DIRECTIVES:
**a.** Translate this sentence from the flight centennial article into Spanish: "One hundred years ago today, brothers Orville and Wilbur Wright made the first manned, powered flight, near Kitty Hawk, N.C."
**b.** From the flight centennial article, extract everything from "Flyovers in Van" down to "Kitty Hawk, N.C." word for word.
**c.** Extend the flight centennial article about Van Nuys Airport with a few more paragraphs that pick up after its final sentence.

EXCERPTED PASSAGE:
^^^^

Flyovers in Van Nuys and a new Earhart statue help mark 100 years of flight.

December 17, 2003|Caitlin Liu | Times Staff Writer

To commemorate the centennial of powered flight, the San Fernando Valley -- a cradle for early aviation -- celebrated Tuesday with military aircraft demonstrations and the unveiling of a new Amelia Earhart statue.

The tribute continues today with a public festival at Los Angeles International Airport.

One hundred years ago today, brothers Orville and Wilbur Wright made the first manned, powered flight, near Kitty Hawk, N.C.

With Orville as pilot, a homemade contraption -- no more than a rudimentary engine attached to a fabric-covered wood frame -- remained aloft for all of 12 seconds before dropping back to earth about 120 feet from where it lifted off.

On Tuesday, a squadron of vintage AT-6 Texans, followed by a low-flying C-130 Hercules, took off at Van Nuys Airport over about 60 officials and aviation professionals who were on hand to toast the airfield's 75th anniversary.

"In 100 years, aviation has progressed from Kitty Hawk to the space shuttle," said Stacy Geere, a spokeswoman for the airfield. "Van Nuys Airport has played a role in that history."

In the early days of flight, world records for speed and endurance were made at the airfield -- once known as "Metropolitan Airport" -- by such pilots as Earhart and Bobbi Trout.

Los Angeles City Councilman Tony Cardenas said the airport -- now the largest general aviation airfield in the nation -- has also become "a great economic engine" for the region.

^^^^

DATASET EXTRACT:
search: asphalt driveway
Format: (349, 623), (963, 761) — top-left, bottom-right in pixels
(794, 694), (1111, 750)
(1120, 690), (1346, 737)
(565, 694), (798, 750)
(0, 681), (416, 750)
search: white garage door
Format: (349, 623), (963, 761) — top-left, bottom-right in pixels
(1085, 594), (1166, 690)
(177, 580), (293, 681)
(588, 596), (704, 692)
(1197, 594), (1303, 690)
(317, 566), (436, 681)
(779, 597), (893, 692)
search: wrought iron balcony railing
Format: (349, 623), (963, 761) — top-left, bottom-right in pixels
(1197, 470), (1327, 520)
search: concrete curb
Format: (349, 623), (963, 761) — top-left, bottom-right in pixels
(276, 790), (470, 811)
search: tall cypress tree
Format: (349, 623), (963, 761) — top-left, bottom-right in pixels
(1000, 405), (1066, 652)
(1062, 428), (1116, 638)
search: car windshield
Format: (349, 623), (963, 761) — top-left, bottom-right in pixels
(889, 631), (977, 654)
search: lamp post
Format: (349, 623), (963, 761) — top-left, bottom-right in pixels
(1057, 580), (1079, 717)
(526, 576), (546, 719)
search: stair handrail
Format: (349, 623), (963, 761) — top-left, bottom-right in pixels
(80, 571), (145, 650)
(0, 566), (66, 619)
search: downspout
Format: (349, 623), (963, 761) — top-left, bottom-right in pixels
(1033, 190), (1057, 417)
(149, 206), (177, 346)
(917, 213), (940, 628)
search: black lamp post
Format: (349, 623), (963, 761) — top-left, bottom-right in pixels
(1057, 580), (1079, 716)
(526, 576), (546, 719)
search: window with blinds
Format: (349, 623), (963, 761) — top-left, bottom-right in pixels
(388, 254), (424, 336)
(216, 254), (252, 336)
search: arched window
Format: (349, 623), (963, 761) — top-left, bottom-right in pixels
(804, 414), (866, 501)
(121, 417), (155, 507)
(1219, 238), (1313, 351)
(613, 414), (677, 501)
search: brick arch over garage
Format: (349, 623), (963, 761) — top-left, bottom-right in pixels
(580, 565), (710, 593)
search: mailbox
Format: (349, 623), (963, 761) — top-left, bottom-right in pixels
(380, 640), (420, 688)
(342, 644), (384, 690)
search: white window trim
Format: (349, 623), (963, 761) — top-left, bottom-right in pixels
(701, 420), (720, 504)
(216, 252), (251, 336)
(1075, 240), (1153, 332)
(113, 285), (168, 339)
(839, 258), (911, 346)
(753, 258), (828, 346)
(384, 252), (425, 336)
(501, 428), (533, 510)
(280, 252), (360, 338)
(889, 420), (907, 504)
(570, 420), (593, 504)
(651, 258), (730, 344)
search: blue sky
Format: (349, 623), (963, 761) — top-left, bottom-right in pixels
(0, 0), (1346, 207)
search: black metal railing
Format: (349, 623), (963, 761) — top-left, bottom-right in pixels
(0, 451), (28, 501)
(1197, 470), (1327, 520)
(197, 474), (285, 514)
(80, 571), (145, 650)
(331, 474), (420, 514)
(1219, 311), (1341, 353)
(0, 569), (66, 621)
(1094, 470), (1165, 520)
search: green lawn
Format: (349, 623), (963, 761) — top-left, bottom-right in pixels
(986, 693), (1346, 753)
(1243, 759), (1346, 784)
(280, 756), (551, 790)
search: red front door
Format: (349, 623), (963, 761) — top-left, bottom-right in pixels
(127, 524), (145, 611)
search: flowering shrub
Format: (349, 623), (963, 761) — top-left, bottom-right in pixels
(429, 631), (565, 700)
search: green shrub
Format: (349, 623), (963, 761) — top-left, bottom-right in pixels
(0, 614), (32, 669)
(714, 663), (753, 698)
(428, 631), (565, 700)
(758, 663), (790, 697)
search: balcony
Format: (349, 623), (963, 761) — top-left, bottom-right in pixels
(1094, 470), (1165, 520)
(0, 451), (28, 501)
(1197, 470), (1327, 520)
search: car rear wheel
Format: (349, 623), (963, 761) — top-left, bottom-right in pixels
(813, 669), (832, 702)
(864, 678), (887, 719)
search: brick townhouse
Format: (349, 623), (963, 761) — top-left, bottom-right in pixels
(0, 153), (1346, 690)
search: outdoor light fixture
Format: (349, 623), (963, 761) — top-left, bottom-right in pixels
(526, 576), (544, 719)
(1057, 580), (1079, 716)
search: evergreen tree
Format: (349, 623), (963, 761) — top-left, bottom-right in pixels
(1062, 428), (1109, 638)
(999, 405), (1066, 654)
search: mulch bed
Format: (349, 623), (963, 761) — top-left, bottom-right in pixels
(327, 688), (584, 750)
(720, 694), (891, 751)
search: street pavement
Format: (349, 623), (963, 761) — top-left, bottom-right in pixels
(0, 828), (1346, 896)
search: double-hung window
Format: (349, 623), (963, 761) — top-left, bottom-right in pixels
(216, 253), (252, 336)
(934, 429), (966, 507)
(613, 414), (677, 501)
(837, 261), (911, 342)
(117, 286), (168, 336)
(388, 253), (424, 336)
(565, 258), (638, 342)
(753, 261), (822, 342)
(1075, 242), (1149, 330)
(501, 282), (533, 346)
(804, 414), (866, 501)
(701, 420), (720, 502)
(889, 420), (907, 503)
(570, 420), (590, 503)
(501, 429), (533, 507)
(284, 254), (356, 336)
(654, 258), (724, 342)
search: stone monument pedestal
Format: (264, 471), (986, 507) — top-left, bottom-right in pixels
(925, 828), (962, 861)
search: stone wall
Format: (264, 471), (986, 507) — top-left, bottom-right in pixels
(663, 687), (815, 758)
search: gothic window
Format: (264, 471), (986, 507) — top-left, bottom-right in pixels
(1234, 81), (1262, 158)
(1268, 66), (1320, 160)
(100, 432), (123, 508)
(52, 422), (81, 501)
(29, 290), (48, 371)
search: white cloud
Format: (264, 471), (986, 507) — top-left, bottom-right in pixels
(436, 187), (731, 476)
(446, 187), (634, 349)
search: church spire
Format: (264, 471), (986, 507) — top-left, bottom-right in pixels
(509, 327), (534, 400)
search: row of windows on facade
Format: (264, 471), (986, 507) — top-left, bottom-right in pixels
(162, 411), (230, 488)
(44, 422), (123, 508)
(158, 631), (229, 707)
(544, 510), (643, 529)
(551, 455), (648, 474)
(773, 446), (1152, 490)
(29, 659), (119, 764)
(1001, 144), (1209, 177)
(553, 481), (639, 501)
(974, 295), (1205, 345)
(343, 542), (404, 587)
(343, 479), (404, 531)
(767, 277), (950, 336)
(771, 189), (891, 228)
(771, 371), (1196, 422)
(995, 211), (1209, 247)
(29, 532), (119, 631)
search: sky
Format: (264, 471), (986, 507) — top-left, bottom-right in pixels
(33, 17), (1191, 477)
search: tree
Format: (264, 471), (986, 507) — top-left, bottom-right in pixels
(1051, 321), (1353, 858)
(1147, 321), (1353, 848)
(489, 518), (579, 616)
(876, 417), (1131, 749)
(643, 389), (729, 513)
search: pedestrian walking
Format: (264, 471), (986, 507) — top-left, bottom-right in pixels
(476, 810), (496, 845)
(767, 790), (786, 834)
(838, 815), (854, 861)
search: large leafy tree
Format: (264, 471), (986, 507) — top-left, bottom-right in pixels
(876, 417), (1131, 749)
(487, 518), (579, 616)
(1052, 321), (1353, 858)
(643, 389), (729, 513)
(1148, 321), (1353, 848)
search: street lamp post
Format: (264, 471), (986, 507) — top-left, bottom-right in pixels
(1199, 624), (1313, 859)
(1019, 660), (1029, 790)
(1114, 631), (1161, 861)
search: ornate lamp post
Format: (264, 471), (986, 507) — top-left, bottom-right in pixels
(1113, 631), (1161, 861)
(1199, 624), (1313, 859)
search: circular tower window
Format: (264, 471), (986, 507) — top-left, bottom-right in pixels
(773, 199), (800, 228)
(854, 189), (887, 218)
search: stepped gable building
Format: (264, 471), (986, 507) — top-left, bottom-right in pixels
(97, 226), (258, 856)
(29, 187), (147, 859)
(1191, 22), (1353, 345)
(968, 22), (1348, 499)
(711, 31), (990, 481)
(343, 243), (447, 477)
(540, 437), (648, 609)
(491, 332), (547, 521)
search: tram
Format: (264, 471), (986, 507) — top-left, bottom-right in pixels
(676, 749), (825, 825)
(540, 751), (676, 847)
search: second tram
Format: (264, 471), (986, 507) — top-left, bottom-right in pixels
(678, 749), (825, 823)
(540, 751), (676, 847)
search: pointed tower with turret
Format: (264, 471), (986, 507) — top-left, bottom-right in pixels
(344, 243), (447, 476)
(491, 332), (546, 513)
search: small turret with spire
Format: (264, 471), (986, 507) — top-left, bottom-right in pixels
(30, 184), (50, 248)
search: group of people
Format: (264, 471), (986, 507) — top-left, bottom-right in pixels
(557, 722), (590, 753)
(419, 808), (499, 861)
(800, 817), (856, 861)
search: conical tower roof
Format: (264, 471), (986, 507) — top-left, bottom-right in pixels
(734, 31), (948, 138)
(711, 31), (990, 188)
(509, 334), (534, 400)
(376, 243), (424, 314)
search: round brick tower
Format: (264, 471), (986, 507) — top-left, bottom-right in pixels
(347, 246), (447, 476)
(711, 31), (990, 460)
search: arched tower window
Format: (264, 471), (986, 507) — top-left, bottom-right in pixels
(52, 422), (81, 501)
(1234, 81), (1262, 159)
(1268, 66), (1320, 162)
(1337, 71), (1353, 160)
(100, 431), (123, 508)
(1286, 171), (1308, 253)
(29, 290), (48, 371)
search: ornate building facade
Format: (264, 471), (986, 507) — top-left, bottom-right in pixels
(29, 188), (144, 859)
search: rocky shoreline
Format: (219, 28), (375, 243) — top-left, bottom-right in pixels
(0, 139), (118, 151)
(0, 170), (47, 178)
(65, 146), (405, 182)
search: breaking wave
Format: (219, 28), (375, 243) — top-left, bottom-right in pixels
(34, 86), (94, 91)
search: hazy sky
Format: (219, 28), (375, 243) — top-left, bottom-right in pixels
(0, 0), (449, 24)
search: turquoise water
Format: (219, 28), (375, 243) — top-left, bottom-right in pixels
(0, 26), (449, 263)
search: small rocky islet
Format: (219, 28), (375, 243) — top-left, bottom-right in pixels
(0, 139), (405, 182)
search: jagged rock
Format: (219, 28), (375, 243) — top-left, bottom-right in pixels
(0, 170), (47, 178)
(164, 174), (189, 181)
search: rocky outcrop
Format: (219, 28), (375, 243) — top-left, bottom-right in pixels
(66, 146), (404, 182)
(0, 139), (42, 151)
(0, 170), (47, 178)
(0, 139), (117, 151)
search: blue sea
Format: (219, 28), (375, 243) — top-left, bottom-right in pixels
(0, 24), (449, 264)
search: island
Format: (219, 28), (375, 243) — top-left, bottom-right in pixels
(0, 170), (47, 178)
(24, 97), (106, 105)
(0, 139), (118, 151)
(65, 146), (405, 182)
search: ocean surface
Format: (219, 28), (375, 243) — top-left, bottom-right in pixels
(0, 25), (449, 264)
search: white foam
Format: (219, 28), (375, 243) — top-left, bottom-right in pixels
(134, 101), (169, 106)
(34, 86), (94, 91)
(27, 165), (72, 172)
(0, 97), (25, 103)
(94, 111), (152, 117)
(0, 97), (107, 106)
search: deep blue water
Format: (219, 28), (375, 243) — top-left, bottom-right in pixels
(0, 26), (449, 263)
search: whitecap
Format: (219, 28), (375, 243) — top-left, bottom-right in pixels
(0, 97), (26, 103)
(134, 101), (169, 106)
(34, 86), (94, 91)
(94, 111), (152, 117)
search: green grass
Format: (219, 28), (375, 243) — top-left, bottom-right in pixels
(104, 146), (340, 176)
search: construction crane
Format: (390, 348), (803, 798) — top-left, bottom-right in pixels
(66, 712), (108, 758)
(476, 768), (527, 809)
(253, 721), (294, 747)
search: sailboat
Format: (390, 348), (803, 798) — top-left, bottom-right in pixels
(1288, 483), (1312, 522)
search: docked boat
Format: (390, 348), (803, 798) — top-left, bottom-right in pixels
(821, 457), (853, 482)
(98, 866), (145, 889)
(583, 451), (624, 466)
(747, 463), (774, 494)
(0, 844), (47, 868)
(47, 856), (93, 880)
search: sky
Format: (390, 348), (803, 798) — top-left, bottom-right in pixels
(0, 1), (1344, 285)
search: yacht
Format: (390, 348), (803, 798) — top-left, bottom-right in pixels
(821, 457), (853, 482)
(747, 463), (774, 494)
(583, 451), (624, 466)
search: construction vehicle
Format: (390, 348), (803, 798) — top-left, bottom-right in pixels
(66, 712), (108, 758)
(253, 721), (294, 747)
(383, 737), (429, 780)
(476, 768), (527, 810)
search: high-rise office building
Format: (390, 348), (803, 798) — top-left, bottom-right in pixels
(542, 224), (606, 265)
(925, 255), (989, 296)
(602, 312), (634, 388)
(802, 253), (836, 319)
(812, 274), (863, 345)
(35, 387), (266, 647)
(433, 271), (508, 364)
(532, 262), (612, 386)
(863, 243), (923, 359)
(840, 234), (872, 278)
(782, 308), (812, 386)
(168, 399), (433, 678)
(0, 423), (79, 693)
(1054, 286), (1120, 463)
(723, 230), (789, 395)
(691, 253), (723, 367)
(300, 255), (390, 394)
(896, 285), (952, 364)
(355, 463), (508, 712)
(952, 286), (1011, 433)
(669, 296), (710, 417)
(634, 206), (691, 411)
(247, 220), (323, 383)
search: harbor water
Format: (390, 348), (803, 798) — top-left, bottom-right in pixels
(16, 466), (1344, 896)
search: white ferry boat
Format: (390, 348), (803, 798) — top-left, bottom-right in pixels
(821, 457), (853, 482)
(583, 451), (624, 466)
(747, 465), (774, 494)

^^^^

ANSWERS BY TASK:
**a.** Hace cien años, un día como hoy, los hermanos Orville y Wilbur Wright realizaron el primer vuelo tripulado y propulsado, cerca de Kitty Hawk, Carolina del Norte.

**b.**
Flyovers in Van Nuys and a new Earhart statue help mark 100 years of flight.

December 17, 2003|Caitlin Liu | Times Staff Writer

To commemorate the centennial of powered flight, the San Fernando Valley -- a cradle for early aviation -- celebrated Tuesday with military aircraft demonstrations and the unveiling of a new Amelia Earhart statue.

The tribute continues today with a public festival at Los Angeles International Airport.

One hundred years ago today, brothers Orville and Wilbur Wright made the first manned, powered flight, near Kitty Hawk, N.C.

**c.**
A few miles away at North Hollywood Park, about 100 officials, community members and schoolchildren applauded when a heavy veil was lifted from the new 8-foot-tall bronze figure of the most famous female pilot in the world.

Earhart, who lived in Toluca Lake, disappeared while flying over the Pacific Ocean nearly 70 years ago.

"She's our local Valley girl," said Guy Weddington McCreary, chairman of the Amelia Earhart Bronzing Project. "We honor her and all that she represents, her vision and courage."

The statue, made by sculptor Ernest Shelton, replaces a fiberglass likeness that stood at the same site, at the corner of Magnolia Boulevard and Tujunga Avenue, from 1971 until recently.

That statue was removed because it had deteriorated, McCreary said.

Today, LAX will host a festival from 10 a.m. to 4 p.m. at Metered Parking Lot 6, next to Terminal 6 in the central terminal area.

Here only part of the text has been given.